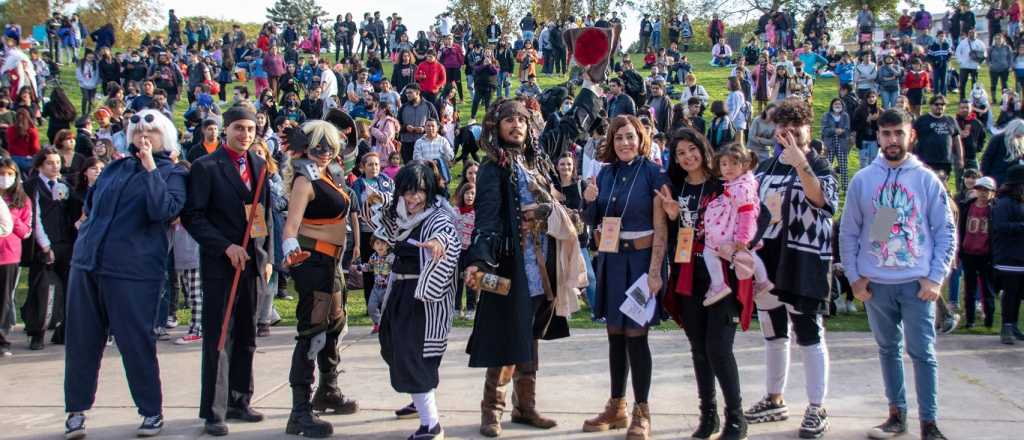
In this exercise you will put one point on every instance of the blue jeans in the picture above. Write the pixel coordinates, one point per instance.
(591, 279)
(888, 97)
(504, 84)
(868, 149)
(954, 284)
(893, 311)
(939, 79)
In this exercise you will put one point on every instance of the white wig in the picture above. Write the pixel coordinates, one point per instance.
(159, 123)
(1015, 147)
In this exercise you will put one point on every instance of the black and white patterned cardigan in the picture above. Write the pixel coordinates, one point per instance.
(435, 287)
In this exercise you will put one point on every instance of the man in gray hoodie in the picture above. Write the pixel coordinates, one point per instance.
(897, 242)
(1000, 58)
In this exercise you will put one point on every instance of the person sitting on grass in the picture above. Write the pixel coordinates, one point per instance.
(721, 54)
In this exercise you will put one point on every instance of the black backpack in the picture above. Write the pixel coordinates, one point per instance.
(635, 86)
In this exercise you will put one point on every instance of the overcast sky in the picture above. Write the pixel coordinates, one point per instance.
(417, 14)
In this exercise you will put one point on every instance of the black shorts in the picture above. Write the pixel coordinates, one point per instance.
(915, 96)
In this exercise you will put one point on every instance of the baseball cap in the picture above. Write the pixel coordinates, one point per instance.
(985, 182)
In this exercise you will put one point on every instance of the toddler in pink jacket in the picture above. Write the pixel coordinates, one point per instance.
(731, 220)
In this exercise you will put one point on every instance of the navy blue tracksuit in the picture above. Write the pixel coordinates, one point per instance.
(116, 278)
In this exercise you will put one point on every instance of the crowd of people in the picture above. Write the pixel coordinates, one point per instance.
(336, 177)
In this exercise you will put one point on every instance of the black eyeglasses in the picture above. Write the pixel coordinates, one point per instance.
(135, 119)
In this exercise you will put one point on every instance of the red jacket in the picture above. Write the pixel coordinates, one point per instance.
(716, 25)
(10, 246)
(916, 80)
(430, 76)
(904, 23)
(22, 146)
(263, 43)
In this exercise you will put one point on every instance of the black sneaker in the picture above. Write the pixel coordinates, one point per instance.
(929, 431)
(435, 433)
(152, 426)
(36, 343)
(894, 426)
(1007, 336)
(767, 410)
(75, 426)
(815, 423)
(408, 411)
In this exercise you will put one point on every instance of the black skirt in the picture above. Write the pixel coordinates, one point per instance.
(401, 332)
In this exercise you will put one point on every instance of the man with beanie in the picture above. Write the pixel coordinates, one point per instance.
(897, 240)
(221, 190)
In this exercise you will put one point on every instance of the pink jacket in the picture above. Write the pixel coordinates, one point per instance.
(10, 246)
(383, 132)
(732, 217)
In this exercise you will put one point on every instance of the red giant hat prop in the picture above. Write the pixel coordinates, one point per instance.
(592, 48)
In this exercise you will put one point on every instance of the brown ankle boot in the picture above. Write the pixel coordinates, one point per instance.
(640, 428)
(613, 418)
(494, 400)
(524, 402)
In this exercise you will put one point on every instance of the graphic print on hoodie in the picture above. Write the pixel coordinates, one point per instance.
(903, 246)
(922, 239)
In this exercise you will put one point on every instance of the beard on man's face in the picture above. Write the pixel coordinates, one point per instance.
(894, 152)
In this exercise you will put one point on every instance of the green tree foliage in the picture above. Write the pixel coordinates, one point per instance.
(297, 11)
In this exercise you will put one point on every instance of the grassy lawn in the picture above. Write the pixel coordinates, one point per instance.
(713, 79)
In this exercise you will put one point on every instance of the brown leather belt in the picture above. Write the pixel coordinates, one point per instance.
(626, 245)
(321, 247)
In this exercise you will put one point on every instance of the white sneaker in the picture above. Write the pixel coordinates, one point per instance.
(841, 305)
(717, 296)
(188, 339)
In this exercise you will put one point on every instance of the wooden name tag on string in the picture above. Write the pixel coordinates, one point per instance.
(609, 234)
(684, 245)
(259, 229)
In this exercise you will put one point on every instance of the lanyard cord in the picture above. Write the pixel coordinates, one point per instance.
(628, 194)
(699, 196)
(892, 198)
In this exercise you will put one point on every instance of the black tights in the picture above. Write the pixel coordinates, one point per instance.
(1012, 283)
(711, 332)
(628, 351)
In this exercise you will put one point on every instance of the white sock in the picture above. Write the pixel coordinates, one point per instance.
(714, 270)
(816, 371)
(760, 273)
(427, 407)
(776, 364)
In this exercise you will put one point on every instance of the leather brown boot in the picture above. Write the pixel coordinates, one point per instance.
(494, 400)
(640, 428)
(524, 402)
(613, 418)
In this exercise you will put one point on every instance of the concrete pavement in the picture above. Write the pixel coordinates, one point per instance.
(981, 390)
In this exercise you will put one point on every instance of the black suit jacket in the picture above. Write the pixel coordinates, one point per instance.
(215, 212)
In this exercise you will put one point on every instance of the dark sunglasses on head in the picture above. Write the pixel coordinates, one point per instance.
(322, 150)
(135, 119)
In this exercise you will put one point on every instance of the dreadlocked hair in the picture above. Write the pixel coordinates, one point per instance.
(499, 150)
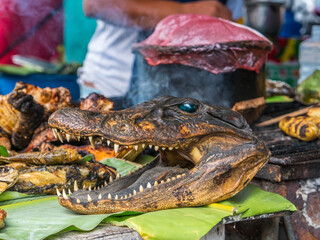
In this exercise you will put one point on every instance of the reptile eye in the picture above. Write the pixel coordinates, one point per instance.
(188, 107)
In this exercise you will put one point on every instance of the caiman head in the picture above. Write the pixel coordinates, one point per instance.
(207, 154)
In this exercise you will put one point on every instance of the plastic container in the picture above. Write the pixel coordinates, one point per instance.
(309, 54)
(69, 81)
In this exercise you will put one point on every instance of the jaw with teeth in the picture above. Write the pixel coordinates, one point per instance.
(214, 148)
(59, 134)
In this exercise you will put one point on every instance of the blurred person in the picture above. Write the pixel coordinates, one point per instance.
(107, 68)
(30, 28)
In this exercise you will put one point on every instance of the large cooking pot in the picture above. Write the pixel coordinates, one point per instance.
(223, 89)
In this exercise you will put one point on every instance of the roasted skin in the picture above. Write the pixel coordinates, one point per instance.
(302, 127)
(25, 108)
(47, 179)
(207, 154)
(8, 177)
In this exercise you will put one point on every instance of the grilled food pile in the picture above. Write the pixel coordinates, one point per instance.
(37, 162)
(305, 128)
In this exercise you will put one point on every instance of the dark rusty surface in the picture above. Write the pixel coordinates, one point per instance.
(305, 195)
(293, 172)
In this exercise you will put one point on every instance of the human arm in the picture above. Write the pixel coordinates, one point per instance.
(147, 13)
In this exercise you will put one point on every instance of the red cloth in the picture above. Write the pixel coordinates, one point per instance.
(17, 17)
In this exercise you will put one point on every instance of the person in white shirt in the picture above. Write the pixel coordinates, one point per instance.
(107, 67)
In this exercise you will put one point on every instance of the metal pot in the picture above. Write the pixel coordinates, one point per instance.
(223, 89)
(264, 15)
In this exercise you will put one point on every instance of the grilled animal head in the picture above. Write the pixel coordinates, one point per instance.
(207, 154)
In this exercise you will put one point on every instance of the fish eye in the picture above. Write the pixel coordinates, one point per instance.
(188, 107)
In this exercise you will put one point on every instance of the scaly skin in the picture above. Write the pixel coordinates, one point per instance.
(216, 152)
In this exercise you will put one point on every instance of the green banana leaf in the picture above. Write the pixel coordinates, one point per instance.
(41, 218)
(38, 217)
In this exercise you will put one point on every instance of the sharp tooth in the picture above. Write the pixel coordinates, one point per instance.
(91, 141)
(89, 198)
(58, 193)
(116, 148)
(60, 137)
(68, 136)
(54, 130)
(64, 195)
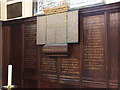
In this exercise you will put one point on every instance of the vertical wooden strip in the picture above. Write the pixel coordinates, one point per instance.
(0, 53)
(5, 52)
(106, 28)
(22, 63)
(41, 30)
(81, 49)
(119, 49)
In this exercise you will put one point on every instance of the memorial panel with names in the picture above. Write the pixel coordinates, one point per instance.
(72, 30)
(70, 66)
(94, 63)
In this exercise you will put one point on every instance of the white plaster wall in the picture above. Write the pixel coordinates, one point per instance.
(26, 8)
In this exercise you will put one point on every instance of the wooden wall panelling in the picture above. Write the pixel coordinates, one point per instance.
(6, 52)
(73, 27)
(41, 29)
(56, 27)
(16, 52)
(70, 67)
(31, 72)
(1, 54)
(113, 49)
(94, 62)
(119, 48)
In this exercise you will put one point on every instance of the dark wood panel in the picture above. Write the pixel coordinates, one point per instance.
(94, 43)
(16, 51)
(5, 53)
(71, 71)
(70, 66)
(113, 48)
(14, 10)
(30, 48)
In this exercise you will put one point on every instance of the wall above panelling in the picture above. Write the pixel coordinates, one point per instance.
(26, 9)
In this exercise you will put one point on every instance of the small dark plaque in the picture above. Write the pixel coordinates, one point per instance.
(14, 10)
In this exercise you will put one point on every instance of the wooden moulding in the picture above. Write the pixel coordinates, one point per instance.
(56, 9)
(55, 50)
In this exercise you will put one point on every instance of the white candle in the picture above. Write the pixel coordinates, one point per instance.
(9, 75)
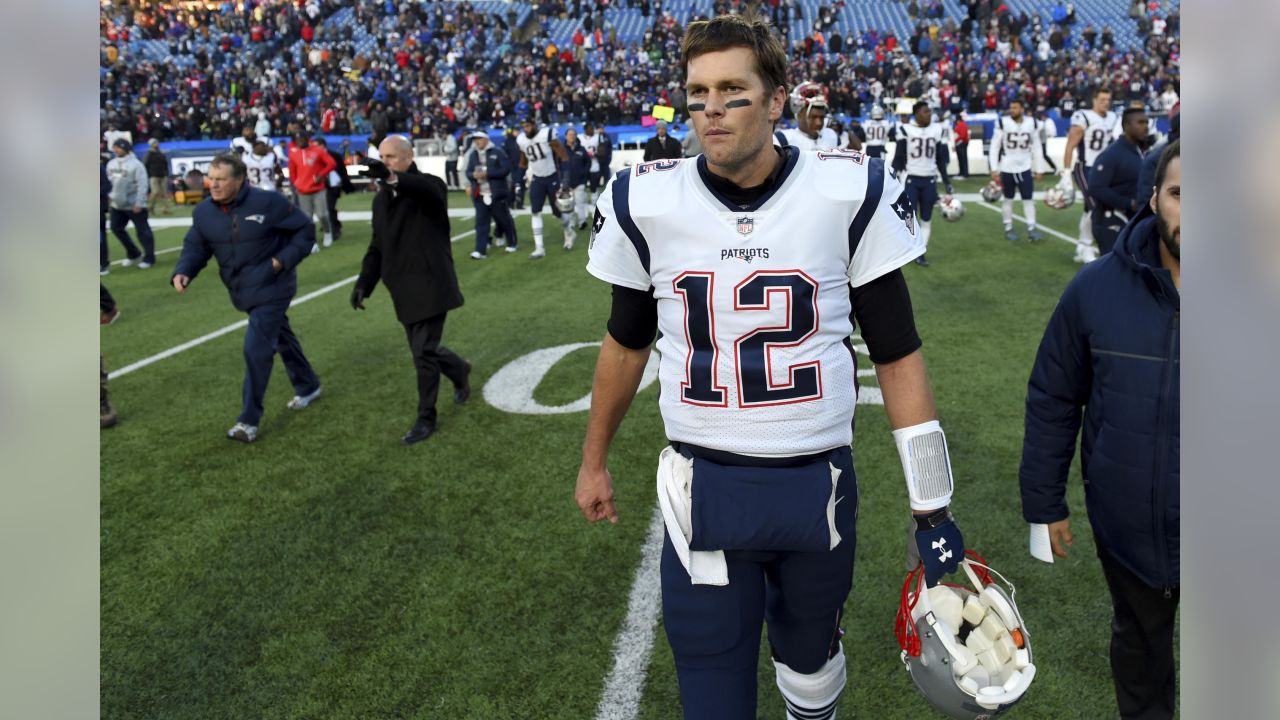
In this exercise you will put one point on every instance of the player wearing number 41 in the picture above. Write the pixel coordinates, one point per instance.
(1014, 149)
(922, 154)
(752, 260)
(1110, 356)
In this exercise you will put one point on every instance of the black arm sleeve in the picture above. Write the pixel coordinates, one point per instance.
(882, 309)
(634, 318)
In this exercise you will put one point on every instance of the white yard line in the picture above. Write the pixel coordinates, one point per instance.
(1022, 219)
(238, 324)
(634, 645)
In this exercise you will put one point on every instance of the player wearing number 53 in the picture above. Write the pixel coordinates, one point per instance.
(259, 238)
(752, 259)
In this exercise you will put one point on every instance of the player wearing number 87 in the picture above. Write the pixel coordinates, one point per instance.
(752, 259)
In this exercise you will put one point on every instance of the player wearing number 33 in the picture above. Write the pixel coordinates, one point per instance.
(753, 260)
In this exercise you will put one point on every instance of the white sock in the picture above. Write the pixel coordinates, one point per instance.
(536, 219)
(813, 697)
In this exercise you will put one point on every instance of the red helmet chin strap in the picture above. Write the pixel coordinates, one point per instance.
(904, 625)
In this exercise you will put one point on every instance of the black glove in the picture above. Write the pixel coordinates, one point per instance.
(938, 548)
(375, 169)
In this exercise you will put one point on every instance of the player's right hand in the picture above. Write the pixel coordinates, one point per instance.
(594, 495)
(1060, 536)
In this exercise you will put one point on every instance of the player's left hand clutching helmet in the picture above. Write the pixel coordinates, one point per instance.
(933, 540)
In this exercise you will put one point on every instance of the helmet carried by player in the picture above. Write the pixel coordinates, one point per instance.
(967, 648)
(565, 200)
(992, 191)
(808, 95)
(951, 209)
(1061, 195)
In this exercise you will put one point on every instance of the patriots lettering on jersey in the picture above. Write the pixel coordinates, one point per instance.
(745, 254)
(903, 209)
(597, 226)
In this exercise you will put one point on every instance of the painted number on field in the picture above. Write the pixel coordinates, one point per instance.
(512, 387)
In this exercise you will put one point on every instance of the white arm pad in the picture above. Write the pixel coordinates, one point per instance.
(923, 450)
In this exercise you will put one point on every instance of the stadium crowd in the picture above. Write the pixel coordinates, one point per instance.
(438, 67)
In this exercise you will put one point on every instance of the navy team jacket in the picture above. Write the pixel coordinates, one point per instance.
(243, 236)
(1111, 350)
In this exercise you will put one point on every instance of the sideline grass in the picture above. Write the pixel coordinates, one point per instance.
(325, 572)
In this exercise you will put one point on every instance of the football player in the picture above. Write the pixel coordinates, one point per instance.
(574, 176)
(263, 167)
(1092, 130)
(753, 260)
(877, 132)
(1014, 146)
(809, 104)
(540, 150)
(922, 155)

● **Given exercise**:
From the line that contains "the white arm" to the last line of the material above, repeat every line exactly, keeping both the first and the last.

● **Answer to this problem**:
In this exercise you will put one point on every instance of the white arm pad in the picture above. Write the pixel coordinates, one point per instance.
(923, 450)
In this exercise you will put one point on every instance of the stadium crowd in the picture above. Write the pixel coordinates, one point per instance.
(438, 67)
In this exercise you will put one point on every instance of the navy team jacket in the picture above. Write the pixel coordinates, one point per instance.
(243, 236)
(1111, 350)
In this exercise you will put one point on every instance of the sideline grass in the picture above. Write the pixel coordinates, one point per instance.
(325, 572)
In this exercise you will put one point on every instance of the football player in the picture above. Write the pixel coordinates, one point per instance.
(574, 176)
(263, 167)
(1092, 130)
(753, 260)
(877, 132)
(1014, 146)
(809, 104)
(540, 150)
(922, 155)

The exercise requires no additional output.